** begin **
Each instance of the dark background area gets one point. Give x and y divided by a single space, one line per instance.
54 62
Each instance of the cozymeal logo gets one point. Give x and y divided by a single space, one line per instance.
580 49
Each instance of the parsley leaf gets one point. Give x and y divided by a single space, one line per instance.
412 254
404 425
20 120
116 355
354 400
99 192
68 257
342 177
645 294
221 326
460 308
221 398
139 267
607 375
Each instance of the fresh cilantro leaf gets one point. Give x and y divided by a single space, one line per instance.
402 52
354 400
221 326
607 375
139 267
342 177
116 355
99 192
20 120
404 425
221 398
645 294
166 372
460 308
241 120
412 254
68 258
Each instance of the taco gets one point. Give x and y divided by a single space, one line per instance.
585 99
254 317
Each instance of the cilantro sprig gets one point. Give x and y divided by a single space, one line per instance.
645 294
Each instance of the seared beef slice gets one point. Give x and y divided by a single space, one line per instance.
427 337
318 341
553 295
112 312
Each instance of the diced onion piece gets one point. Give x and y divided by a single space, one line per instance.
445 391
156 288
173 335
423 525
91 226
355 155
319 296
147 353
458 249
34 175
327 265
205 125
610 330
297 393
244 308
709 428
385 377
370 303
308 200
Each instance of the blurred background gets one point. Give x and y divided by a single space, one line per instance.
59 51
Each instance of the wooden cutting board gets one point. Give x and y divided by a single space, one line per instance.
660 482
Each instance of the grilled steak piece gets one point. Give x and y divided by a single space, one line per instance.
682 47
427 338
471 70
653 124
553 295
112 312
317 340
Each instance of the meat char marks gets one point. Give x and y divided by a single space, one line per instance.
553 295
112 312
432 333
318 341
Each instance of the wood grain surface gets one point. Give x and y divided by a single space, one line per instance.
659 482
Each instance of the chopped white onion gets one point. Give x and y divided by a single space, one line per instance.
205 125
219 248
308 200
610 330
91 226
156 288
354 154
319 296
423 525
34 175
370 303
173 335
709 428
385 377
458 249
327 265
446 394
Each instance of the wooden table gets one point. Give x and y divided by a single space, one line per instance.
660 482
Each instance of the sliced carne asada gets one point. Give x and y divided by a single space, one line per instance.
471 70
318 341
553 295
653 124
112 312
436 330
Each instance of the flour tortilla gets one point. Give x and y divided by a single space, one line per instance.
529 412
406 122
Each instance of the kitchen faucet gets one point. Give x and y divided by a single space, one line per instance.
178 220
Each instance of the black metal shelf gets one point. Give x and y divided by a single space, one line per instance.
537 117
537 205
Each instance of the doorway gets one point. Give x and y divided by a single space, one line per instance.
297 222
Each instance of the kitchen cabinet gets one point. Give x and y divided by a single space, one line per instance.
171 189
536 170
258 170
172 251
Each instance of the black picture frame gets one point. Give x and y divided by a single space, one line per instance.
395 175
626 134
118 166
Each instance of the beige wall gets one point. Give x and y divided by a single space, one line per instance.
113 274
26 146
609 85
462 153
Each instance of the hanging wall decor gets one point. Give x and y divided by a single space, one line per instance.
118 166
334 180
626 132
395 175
** end **
** begin **
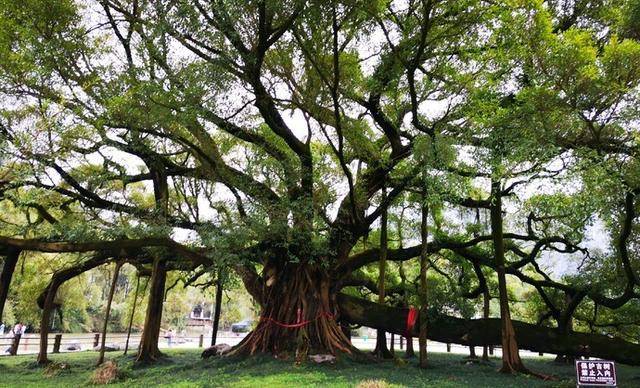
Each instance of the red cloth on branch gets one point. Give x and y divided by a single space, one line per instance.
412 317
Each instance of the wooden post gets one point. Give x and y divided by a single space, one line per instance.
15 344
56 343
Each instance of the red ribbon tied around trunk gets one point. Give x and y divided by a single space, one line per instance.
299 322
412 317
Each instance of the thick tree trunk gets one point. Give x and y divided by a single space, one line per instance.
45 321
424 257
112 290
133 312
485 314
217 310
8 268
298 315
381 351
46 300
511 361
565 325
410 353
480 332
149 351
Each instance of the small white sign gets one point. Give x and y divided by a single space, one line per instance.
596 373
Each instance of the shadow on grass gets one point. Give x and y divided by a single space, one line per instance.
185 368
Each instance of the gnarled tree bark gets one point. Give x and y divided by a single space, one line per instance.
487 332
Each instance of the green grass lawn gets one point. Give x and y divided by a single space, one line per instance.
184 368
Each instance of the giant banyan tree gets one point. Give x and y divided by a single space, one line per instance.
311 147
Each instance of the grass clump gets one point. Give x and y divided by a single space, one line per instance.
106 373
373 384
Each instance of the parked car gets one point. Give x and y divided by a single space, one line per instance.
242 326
** end **
The exercise =
Please return every line from the entries above that contains the string "trunk".

Exercise answer =
Each instance of the red ribbon tied around trunk gets one point. Give x and y divided by a single space, one line per instance.
Each instance of the thick tree trunk gets one point. Give x and y divided by a single space, one line per instance.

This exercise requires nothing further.